---------- GIVEN DATA
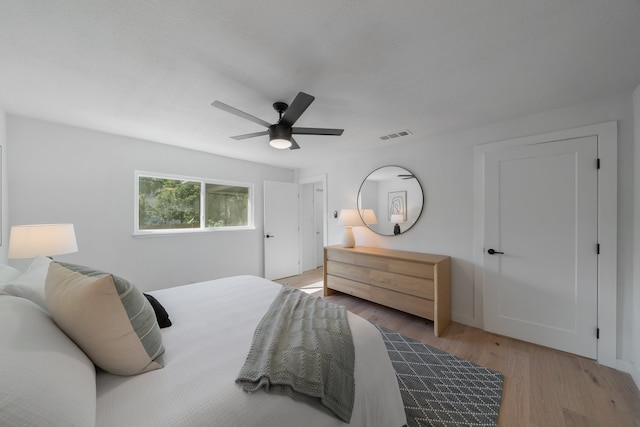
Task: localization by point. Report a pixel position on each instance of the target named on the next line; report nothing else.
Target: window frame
(203, 228)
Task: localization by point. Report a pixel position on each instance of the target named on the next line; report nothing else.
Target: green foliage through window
(171, 204)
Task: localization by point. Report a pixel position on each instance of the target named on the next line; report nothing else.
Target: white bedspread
(213, 325)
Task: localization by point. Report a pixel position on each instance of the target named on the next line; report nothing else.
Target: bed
(46, 380)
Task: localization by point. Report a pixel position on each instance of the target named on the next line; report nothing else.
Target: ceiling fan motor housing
(279, 131)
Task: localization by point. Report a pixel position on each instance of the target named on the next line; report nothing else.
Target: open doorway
(313, 222)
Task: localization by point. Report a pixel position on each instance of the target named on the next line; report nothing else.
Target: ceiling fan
(281, 133)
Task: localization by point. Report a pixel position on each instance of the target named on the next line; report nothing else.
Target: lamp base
(348, 240)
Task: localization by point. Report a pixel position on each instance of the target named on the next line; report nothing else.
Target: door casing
(607, 227)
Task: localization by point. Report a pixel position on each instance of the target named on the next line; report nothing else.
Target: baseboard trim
(631, 369)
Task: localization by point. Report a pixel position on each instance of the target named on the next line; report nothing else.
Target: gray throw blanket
(303, 348)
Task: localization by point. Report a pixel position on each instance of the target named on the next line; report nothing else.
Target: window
(174, 204)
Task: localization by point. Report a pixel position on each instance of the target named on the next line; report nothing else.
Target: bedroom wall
(444, 166)
(635, 332)
(59, 173)
(4, 229)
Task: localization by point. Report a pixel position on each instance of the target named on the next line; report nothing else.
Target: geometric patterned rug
(440, 389)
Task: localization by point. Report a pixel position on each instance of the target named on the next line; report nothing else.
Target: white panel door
(281, 241)
(318, 209)
(541, 209)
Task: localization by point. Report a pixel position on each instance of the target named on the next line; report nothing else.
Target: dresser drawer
(412, 268)
(357, 289)
(412, 282)
(415, 286)
(403, 302)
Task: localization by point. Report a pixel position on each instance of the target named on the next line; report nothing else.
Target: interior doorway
(313, 222)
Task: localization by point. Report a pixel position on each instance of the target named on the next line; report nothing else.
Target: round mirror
(390, 200)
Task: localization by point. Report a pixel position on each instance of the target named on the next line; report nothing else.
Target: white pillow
(7, 273)
(45, 379)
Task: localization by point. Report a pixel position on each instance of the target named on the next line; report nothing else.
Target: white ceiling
(150, 69)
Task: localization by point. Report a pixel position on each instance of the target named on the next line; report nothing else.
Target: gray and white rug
(440, 389)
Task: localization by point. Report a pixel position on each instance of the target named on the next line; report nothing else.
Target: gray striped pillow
(106, 316)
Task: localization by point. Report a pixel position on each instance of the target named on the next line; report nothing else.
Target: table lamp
(29, 241)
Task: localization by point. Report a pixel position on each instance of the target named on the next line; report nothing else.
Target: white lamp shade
(369, 216)
(349, 217)
(280, 143)
(397, 218)
(28, 241)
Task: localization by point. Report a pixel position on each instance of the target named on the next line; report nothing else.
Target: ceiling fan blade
(230, 109)
(250, 135)
(317, 131)
(295, 110)
(294, 145)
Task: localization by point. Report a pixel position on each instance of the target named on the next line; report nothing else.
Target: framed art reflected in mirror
(390, 200)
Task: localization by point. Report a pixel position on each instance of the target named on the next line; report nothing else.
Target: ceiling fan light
(280, 143)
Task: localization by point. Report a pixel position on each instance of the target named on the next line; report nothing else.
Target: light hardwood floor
(542, 387)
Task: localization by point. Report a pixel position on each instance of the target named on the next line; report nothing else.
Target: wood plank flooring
(542, 387)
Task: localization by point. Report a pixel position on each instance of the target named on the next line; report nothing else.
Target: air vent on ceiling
(394, 135)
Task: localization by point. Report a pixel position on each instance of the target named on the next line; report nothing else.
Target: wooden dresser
(412, 282)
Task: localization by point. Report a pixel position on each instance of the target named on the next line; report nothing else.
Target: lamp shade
(28, 241)
(349, 217)
(397, 218)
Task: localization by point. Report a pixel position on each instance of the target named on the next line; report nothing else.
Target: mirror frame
(402, 230)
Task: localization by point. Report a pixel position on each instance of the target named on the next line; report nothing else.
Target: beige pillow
(106, 316)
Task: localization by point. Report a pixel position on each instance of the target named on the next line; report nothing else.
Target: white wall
(4, 211)
(59, 173)
(444, 166)
(635, 330)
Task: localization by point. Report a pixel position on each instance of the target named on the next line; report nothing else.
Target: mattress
(213, 325)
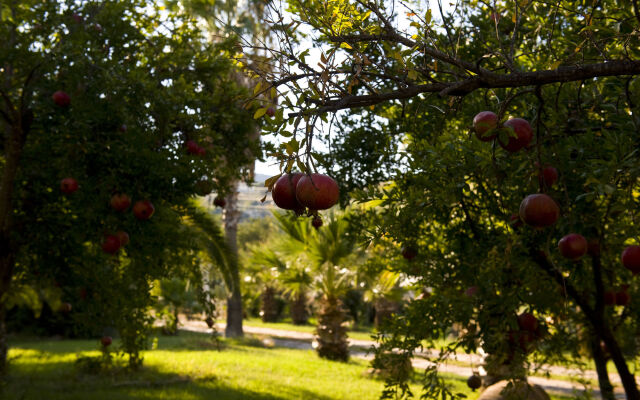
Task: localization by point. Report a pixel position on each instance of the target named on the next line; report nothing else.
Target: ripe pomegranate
(111, 244)
(284, 191)
(631, 259)
(317, 191)
(539, 210)
(484, 122)
(68, 185)
(527, 322)
(573, 246)
(524, 135)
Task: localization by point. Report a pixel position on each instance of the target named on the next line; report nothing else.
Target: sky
(271, 166)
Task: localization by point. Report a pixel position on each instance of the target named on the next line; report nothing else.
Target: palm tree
(217, 249)
(330, 251)
(267, 266)
(385, 294)
(296, 282)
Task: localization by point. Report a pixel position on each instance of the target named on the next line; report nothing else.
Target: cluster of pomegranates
(142, 210)
(487, 127)
(301, 192)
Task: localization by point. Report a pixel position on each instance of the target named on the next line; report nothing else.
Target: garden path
(359, 348)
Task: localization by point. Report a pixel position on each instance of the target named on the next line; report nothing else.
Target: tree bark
(8, 247)
(231, 217)
(606, 388)
(234, 315)
(298, 308)
(269, 305)
(598, 323)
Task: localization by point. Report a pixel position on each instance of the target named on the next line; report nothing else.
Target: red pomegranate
(284, 191)
(523, 131)
(317, 191)
(539, 210)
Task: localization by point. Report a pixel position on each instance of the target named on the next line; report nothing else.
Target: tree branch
(536, 78)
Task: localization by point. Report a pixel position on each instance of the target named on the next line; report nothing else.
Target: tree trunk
(231, 216)
(384, 309)
(331, 333)
(8, 247)
(600, 359)
(269, 306)
(298, 307)
(234, 315)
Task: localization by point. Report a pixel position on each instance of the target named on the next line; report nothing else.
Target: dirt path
(303, 341)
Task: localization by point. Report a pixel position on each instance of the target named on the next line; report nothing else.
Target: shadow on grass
(40, 371)
(61, 380)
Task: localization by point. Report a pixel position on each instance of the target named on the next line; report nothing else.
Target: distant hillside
(249, 199)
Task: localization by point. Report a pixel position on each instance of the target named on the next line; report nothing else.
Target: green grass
(189, 368)
(359, 333)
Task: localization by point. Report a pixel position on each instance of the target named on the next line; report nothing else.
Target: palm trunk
(600, 359)
(269, 306)
(331, 333)
(234, 301)
(234, 315)
(298, 308)
(384, 309)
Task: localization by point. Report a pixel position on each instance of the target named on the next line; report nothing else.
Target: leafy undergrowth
(190, 367)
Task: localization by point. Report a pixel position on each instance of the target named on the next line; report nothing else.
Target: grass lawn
(360, 333)
(188, 367)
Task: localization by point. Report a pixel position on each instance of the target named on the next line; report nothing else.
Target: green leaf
(269, 182)
(260, 112)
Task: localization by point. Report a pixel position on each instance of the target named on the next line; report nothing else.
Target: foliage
(570, 68)
(142, 82)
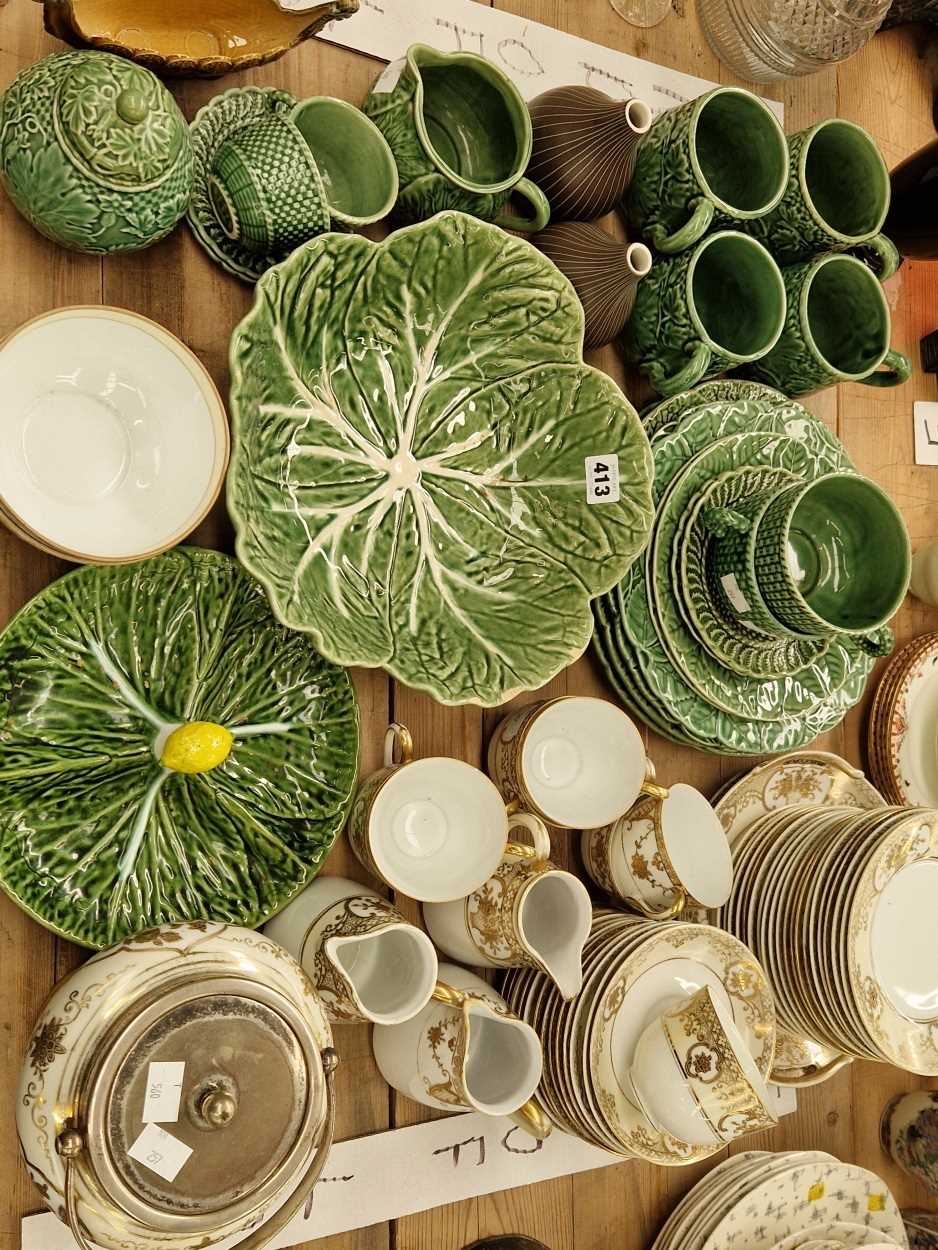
--------------------
Gather every line of the records above that contains the string "shade", copying each line in full. Match case exactly.

*RESULT OF THIS EXERCISE*.
Target: white lamp shade
Target: lamp shade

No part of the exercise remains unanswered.